Opdracht 3 Ziekteverwekkers

                              geen kans geven


Ziekteverwekkers slaan toe zodra ze de kans krijgen.

Door simpele dingen kun je veel ellende voorkomen.

Bekijk de afbeeldingen om te zien welke manieren er zijn om ziekteverwekkers

geen kans te geven.


A. Inenten

Tegen sommige ziekteverwekkers kun je worden ingeënt.

Je versterkt dan de afweer van je lichaam.

Inenten heet ook wel vaccineren.

De meeste kinderen krijgen in hun eerste levensjaren inentingen tegen

verschillende kinderziektes.

Bij het inenten tegen kinderziektes krijg je een beetje van de ziekteverwekker ingespoten.

Je eigen afweersysteem gaat dan aan de slag.

Je witte bloedcellen maken antistoffen aan.

Je lichaam onthoudt de antistoffen voor een volgende keer dat de ziekteverwekker binnenkomt.

Je bent dus beschermd!

 

1. Welke kinderziektes ken je?

 

2. Ben jij ingeënt? Zo ja, waartegen?

 


B. Voedsel bereiden

Ziekteverwekkers in het eten kun je doden door het voedsel goed te verhitten

(bijvoorbeeld koken, bakken).

In een koel- of vrieskast kunnen ziekteverwekkers minder snel groeien.

Bepaalde stoffen (zuur, zout) remmen de groei van ziekteverwekkers.


C. Steriliseren

Je kunt ziekteverwekkers doden door alcohol te gebruiken, bijvoorbeeld bij een wondje.

 


D. Verspreiding tegengaan

De verspreiding van ziekteverwekkers kun je tegengaan door een goede hygiëne.

▶ _Werkinstructies_:
A) Welk ander woord voor inenten geeft de tekst over ziekteverwekkers?
B) Herhaal het deel van de tekst over ziekteverwekkers dat opent met de woorden "verschillende kinderziektes." en sluit met "de ziekteverwekker binnenkomt.".
De lijst hierna komt uit een andere bron.

▶ _Gegevenslijst_:
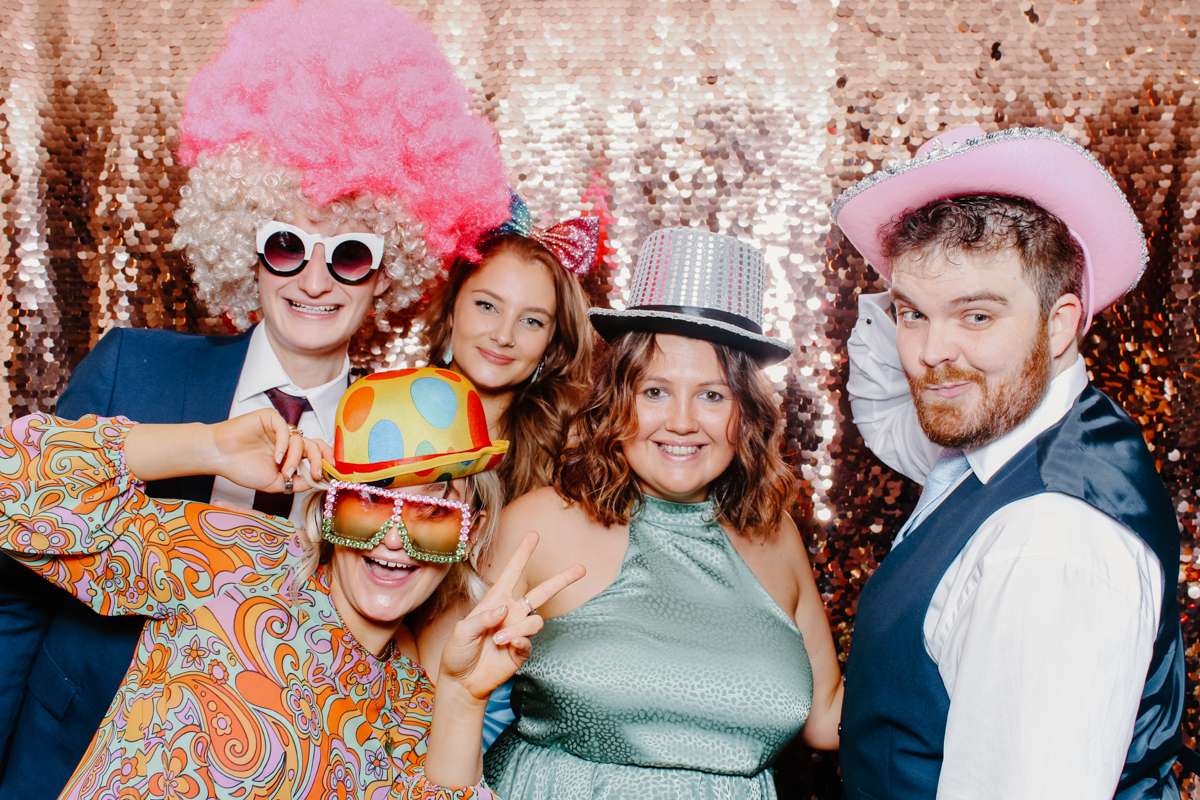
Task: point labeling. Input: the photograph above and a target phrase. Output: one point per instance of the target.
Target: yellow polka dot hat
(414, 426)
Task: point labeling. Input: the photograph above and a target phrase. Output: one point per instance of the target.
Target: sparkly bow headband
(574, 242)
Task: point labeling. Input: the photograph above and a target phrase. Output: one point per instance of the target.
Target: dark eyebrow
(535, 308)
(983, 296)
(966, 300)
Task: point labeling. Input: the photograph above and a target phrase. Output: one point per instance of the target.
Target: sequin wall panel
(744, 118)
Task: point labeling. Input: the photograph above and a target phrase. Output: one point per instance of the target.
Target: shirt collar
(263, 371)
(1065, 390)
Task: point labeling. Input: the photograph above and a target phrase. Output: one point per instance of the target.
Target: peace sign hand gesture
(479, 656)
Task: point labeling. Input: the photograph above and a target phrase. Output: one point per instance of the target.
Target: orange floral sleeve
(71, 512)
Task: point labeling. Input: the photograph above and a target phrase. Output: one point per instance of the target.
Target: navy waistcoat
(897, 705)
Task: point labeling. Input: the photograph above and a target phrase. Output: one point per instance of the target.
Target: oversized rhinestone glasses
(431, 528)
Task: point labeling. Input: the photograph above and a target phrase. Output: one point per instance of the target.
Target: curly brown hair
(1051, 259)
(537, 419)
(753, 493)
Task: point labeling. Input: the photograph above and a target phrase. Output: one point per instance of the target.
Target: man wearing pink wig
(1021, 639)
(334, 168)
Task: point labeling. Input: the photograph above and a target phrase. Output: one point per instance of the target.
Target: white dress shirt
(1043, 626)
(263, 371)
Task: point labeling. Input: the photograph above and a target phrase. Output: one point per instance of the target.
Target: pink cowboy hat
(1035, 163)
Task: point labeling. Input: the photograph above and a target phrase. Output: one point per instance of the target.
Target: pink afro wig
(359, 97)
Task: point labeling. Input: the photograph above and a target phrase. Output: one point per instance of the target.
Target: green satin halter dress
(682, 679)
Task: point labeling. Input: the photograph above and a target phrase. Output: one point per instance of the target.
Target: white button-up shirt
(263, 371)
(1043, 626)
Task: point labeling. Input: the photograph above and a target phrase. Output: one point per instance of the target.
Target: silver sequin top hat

==

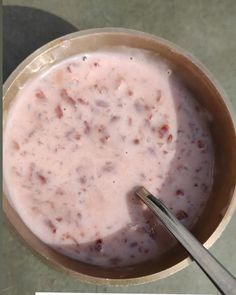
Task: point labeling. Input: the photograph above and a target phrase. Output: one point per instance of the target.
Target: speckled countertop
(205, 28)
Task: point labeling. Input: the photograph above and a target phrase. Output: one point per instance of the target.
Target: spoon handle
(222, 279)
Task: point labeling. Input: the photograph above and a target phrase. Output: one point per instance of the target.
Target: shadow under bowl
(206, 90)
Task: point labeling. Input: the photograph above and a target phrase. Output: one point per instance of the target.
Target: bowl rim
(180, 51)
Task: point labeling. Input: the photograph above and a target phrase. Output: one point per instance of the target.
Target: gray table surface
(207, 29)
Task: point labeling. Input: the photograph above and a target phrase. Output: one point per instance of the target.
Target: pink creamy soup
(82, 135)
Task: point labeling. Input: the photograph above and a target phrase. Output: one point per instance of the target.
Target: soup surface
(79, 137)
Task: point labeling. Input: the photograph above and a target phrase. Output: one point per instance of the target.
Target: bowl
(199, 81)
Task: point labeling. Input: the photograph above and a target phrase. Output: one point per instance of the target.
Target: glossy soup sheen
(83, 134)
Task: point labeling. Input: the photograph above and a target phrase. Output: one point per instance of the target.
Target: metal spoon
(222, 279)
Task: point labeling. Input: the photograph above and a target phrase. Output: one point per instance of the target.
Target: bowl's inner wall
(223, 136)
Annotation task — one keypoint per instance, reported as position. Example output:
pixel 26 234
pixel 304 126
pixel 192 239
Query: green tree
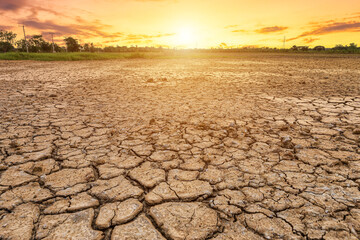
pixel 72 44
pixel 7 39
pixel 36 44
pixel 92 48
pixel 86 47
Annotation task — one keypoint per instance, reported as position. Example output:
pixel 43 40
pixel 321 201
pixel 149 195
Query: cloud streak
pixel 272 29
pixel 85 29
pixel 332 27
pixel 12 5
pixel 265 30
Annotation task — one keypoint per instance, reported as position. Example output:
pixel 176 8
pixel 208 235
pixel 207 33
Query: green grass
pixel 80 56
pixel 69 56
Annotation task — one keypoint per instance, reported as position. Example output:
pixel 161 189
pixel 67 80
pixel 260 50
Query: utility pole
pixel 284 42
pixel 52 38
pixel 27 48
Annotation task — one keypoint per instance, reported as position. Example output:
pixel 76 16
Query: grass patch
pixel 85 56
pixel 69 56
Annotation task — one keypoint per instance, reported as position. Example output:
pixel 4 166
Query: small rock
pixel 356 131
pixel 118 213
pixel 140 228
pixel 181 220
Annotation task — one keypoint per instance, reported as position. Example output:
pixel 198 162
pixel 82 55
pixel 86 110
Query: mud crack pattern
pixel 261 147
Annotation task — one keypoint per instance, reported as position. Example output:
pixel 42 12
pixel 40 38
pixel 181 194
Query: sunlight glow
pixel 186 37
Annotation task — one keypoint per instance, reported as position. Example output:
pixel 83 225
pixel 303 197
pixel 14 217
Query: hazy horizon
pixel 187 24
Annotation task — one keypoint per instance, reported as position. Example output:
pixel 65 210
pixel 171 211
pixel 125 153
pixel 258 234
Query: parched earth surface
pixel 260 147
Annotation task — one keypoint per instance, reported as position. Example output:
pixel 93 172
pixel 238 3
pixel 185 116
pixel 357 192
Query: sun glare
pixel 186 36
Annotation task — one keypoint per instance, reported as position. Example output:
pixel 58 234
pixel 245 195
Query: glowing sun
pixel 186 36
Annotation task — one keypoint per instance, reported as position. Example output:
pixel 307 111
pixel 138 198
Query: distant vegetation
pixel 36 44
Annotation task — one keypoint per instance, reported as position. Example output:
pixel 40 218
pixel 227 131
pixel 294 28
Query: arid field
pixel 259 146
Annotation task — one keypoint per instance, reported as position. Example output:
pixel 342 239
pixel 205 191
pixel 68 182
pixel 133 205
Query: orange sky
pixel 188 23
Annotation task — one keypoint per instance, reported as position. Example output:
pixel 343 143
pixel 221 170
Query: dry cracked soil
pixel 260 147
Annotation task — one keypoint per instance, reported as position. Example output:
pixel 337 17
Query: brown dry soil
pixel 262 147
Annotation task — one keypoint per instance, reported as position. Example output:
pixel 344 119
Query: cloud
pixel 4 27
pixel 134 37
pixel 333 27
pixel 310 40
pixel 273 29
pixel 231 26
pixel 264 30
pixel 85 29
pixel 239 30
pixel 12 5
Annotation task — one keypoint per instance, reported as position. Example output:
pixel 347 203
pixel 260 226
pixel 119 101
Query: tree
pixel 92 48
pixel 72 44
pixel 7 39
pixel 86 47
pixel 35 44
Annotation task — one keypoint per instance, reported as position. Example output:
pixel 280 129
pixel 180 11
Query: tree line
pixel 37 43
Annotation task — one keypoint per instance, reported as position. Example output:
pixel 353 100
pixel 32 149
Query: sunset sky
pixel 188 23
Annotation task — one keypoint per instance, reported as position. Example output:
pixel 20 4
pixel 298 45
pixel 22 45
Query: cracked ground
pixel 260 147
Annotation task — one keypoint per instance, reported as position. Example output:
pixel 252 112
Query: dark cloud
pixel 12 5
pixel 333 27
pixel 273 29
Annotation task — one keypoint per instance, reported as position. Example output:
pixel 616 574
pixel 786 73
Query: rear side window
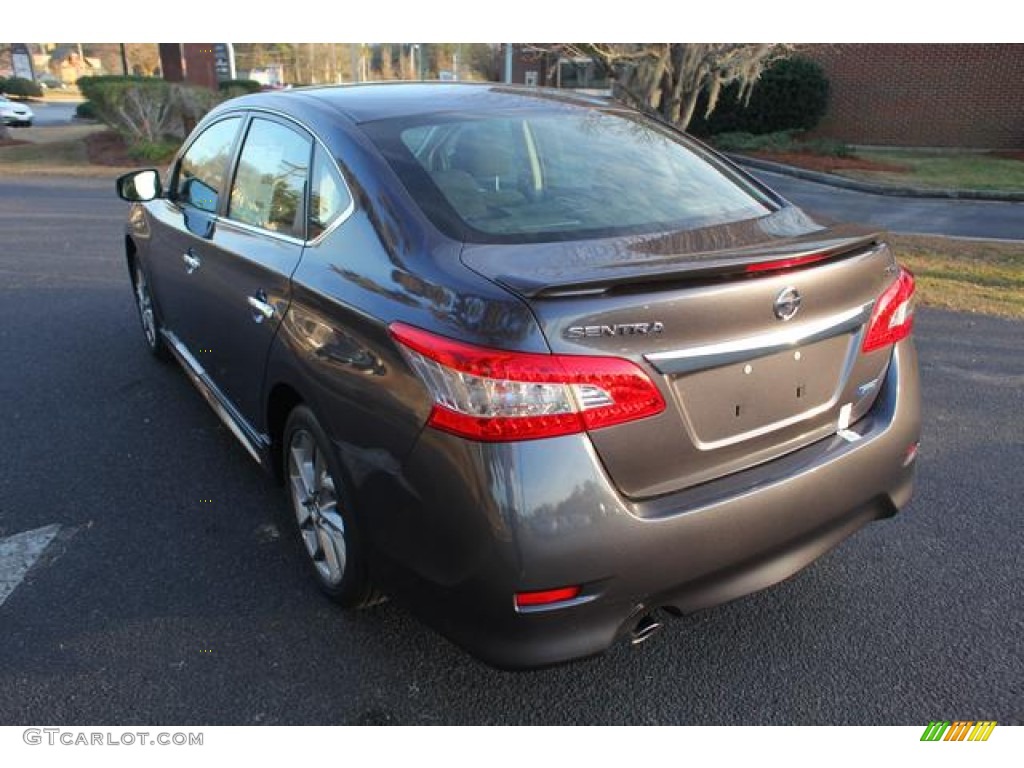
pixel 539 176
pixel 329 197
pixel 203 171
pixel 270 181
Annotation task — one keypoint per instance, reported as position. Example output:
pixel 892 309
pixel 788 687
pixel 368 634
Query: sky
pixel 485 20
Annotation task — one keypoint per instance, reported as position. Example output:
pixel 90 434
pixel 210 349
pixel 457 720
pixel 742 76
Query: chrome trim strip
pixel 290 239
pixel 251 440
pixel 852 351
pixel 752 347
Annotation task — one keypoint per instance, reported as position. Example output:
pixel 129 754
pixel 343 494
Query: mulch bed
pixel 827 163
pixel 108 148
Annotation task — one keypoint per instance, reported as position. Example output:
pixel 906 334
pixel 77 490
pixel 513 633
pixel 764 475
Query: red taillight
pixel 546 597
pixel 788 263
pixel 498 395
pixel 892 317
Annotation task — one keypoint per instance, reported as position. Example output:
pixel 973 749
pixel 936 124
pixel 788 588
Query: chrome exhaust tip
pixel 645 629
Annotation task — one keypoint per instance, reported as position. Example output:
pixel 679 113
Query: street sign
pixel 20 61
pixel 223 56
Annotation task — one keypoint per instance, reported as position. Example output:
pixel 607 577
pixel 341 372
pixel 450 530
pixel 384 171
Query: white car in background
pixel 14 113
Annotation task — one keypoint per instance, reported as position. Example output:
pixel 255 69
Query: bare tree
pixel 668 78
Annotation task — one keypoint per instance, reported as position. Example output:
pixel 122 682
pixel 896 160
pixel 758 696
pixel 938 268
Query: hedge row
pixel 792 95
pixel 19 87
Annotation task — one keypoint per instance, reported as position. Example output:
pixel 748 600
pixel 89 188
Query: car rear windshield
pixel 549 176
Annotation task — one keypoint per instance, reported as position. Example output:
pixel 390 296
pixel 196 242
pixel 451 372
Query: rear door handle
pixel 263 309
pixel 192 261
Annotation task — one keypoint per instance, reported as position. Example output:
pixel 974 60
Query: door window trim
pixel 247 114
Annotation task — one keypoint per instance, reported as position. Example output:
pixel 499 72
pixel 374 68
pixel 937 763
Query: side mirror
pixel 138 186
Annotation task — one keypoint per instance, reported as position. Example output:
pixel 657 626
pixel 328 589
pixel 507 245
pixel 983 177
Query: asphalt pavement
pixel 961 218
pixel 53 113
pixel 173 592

--

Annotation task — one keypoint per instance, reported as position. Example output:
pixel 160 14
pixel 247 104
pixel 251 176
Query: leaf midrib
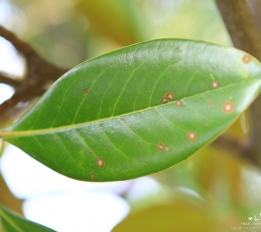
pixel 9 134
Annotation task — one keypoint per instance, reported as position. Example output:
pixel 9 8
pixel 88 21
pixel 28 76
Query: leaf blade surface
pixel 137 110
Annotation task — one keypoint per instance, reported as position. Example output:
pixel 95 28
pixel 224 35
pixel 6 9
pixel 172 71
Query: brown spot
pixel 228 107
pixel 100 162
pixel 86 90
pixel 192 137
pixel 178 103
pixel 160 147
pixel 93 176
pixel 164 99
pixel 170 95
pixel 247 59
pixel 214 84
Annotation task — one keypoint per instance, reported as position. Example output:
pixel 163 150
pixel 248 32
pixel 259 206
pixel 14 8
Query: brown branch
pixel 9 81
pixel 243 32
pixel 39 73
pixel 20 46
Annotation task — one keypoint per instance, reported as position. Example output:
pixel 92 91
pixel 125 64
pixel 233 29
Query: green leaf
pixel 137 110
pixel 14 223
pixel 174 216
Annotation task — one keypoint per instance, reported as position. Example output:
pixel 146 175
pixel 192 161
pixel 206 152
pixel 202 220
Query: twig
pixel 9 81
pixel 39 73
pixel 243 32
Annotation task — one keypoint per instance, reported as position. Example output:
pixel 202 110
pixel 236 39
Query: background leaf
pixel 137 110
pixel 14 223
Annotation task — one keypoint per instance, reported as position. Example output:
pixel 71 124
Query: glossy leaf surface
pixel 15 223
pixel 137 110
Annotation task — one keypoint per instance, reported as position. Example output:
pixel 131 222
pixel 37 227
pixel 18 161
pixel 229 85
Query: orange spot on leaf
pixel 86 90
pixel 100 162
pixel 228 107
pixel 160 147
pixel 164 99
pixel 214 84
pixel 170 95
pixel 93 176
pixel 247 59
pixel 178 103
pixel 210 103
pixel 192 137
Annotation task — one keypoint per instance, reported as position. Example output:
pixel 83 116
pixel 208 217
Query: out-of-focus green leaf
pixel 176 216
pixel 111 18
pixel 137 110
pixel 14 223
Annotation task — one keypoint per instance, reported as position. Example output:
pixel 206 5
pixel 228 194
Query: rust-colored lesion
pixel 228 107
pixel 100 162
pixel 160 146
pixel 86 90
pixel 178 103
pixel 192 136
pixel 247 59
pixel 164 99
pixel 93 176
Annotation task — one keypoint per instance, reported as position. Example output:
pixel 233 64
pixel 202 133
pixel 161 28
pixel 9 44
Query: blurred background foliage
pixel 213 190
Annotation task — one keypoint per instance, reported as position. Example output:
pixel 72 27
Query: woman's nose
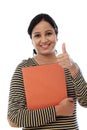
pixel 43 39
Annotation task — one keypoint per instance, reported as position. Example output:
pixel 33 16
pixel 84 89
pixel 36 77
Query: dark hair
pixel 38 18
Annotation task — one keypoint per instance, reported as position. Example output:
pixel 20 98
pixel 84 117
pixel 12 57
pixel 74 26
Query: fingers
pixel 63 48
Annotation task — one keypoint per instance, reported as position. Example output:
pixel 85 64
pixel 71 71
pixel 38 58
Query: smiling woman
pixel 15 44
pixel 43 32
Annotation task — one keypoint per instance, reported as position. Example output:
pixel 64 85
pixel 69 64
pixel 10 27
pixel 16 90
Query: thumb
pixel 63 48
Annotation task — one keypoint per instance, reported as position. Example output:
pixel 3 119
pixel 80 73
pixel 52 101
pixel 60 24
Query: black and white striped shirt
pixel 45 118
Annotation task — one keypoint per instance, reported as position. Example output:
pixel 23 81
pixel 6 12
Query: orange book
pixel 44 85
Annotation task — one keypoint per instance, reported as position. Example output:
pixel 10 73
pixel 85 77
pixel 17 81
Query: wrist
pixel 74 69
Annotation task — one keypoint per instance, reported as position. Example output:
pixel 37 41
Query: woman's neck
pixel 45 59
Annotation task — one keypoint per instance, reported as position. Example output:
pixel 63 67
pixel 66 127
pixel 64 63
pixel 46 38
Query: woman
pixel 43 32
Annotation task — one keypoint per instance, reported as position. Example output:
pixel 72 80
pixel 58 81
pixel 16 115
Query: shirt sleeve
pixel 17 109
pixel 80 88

▶ _Antwoorden per opdracht_:
A) Vaccineren.

B)
verschillende kinderziektes.

Bij het inenten tegen kinderziektes krijg je een beetje van de ziekteverwekker ingespoten.

Je eigen afweersysteem gaat dan aan de slag.

Je witte bloedcellen maken antistoffen aan.

Je lichaam onthoudt de antistoffen voor een volgende keer dat de ziekteverwekker binnenkomt.